§ **Goal of the exercise**: Which lines in the data below contain the word "blush"? Copy each of them.

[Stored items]

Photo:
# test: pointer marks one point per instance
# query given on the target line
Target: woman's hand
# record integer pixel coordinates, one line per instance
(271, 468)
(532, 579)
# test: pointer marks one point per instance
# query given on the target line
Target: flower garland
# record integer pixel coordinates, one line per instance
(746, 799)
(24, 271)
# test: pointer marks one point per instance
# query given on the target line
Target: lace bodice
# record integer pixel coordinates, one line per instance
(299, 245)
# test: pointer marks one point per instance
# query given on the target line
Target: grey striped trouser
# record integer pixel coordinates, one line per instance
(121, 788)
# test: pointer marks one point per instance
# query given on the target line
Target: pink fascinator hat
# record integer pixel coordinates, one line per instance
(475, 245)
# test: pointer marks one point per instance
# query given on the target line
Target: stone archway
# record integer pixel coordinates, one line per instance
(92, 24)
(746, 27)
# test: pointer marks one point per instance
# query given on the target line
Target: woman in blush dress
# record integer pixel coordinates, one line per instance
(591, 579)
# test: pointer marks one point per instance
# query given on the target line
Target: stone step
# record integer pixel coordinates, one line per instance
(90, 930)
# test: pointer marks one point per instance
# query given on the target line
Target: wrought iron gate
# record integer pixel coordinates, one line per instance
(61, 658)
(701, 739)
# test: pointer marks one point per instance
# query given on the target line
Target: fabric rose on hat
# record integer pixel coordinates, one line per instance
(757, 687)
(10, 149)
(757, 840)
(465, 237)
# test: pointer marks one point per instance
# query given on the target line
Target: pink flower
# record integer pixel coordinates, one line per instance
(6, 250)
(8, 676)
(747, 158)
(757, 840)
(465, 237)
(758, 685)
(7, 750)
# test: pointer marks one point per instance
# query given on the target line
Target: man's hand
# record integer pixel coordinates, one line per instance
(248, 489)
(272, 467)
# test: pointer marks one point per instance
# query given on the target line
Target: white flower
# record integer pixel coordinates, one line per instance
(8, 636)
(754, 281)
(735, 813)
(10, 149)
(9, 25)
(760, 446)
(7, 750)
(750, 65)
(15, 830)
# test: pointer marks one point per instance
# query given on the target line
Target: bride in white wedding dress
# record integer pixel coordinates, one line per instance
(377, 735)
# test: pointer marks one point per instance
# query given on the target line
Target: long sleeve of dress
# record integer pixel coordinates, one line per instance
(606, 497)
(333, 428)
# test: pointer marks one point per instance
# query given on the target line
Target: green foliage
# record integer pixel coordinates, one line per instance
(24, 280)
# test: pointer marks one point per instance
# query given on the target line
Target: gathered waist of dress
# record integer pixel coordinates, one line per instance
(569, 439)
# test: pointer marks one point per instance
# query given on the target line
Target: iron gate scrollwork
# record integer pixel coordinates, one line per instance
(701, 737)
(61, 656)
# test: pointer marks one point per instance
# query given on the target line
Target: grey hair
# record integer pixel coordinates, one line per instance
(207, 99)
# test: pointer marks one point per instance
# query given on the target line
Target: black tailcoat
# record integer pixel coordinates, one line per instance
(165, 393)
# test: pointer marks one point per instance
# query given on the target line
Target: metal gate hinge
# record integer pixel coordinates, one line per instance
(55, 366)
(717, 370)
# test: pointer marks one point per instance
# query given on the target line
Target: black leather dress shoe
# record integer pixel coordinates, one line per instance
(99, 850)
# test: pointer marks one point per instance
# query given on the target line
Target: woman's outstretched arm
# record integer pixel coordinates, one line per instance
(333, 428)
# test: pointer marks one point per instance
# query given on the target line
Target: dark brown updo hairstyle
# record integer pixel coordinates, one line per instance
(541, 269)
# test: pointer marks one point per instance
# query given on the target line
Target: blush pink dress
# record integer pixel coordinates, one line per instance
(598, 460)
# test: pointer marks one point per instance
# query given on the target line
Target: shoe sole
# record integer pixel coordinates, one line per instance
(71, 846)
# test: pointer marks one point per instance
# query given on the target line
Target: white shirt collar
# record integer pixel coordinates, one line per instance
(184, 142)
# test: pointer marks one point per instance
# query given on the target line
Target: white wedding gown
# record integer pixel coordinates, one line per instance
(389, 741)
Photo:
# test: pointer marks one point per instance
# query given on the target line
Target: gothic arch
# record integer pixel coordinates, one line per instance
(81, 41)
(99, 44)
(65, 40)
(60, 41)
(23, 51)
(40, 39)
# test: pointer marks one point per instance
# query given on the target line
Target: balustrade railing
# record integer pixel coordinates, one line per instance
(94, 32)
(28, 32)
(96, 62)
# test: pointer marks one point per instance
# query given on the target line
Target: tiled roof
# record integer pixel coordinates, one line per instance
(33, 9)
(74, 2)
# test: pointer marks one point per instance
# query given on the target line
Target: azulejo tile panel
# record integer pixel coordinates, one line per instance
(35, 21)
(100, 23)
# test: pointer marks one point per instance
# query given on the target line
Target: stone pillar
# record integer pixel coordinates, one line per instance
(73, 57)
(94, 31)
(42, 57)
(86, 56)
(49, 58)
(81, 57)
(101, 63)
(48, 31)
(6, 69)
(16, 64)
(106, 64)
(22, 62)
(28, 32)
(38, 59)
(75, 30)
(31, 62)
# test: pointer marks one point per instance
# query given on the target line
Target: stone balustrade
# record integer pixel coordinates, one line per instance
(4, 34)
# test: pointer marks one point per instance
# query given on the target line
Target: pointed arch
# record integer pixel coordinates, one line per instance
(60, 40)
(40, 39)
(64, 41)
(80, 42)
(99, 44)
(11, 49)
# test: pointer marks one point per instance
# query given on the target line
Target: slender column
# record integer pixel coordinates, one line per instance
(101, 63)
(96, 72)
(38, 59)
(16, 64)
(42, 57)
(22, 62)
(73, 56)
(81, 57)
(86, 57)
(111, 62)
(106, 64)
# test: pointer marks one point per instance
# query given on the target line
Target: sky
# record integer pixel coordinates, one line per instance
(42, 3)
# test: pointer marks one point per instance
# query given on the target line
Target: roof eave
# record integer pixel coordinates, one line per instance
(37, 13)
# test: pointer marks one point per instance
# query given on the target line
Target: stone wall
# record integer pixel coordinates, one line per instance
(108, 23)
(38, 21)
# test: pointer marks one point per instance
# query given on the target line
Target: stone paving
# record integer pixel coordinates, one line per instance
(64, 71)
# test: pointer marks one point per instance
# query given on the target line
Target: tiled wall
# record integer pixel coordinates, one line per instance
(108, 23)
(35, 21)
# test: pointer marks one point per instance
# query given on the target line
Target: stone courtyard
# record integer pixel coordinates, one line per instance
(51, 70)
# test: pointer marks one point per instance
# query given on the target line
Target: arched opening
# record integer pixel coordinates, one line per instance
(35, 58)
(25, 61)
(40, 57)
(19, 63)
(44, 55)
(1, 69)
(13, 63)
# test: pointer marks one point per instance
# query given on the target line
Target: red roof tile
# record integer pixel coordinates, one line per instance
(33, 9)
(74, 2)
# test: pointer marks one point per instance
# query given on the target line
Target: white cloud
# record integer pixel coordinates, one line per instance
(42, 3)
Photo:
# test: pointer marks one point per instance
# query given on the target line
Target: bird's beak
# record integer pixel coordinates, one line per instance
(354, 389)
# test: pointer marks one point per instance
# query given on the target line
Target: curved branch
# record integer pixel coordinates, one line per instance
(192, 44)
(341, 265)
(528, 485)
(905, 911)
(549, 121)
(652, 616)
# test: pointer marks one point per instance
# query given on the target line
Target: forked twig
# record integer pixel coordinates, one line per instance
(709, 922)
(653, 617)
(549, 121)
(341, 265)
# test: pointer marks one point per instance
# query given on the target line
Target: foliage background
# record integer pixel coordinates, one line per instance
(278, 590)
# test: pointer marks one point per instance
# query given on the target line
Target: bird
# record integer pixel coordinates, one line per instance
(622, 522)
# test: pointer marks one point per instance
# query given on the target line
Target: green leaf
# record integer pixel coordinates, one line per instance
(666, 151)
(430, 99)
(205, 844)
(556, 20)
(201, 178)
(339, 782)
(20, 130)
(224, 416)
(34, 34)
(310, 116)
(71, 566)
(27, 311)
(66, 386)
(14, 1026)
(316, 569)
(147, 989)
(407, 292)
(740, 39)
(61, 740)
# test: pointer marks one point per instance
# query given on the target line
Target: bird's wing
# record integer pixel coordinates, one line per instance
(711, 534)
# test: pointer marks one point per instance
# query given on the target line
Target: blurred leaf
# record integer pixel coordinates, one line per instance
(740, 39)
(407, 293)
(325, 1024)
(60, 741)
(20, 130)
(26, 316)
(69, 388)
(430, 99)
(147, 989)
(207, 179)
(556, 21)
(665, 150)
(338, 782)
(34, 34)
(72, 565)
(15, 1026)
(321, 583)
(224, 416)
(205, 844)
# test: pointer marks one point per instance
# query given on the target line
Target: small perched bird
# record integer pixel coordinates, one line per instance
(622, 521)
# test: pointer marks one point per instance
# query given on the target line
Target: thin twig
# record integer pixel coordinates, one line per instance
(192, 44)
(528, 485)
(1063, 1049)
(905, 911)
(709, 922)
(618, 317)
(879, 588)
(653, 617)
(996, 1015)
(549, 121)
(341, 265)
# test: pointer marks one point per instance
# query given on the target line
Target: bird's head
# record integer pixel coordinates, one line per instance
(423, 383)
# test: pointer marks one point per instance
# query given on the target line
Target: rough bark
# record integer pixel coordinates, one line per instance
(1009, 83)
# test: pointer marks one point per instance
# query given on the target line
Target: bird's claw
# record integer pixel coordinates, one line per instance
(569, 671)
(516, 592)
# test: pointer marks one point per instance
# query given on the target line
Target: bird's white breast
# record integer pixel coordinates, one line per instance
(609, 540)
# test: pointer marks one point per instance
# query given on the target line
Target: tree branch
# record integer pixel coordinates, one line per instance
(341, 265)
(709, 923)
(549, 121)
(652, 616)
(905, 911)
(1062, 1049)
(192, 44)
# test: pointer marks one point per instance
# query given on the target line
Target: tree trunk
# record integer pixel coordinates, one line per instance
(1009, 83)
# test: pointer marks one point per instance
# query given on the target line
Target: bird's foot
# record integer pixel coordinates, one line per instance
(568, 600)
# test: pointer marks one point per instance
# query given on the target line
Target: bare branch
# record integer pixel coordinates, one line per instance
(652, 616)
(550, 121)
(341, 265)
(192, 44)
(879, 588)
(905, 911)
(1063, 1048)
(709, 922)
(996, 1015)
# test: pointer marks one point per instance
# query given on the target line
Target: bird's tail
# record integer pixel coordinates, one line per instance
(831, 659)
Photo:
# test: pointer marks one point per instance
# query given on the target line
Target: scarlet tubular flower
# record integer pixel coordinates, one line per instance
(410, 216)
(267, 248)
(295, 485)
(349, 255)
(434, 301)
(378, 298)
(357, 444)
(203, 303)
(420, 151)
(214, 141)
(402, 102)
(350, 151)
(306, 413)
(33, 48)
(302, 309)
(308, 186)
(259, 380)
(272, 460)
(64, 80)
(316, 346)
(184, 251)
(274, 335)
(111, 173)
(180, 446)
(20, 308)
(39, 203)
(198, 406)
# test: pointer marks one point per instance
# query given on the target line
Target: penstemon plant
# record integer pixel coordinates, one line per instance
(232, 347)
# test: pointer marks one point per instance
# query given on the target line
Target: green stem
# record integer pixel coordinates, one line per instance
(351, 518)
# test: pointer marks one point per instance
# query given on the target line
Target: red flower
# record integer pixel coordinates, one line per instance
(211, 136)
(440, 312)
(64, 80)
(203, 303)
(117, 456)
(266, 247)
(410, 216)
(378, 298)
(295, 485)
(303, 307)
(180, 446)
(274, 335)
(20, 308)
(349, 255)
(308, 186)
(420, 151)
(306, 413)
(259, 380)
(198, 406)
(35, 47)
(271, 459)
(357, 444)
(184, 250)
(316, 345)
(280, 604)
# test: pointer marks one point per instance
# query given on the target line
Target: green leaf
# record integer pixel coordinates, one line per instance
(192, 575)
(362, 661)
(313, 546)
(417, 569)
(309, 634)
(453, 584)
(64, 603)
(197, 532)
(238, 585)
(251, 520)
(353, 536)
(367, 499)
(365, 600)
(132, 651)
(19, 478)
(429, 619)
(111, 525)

§ **Solved exercise**:
Target: woman in blush dress
Target: blush pink dress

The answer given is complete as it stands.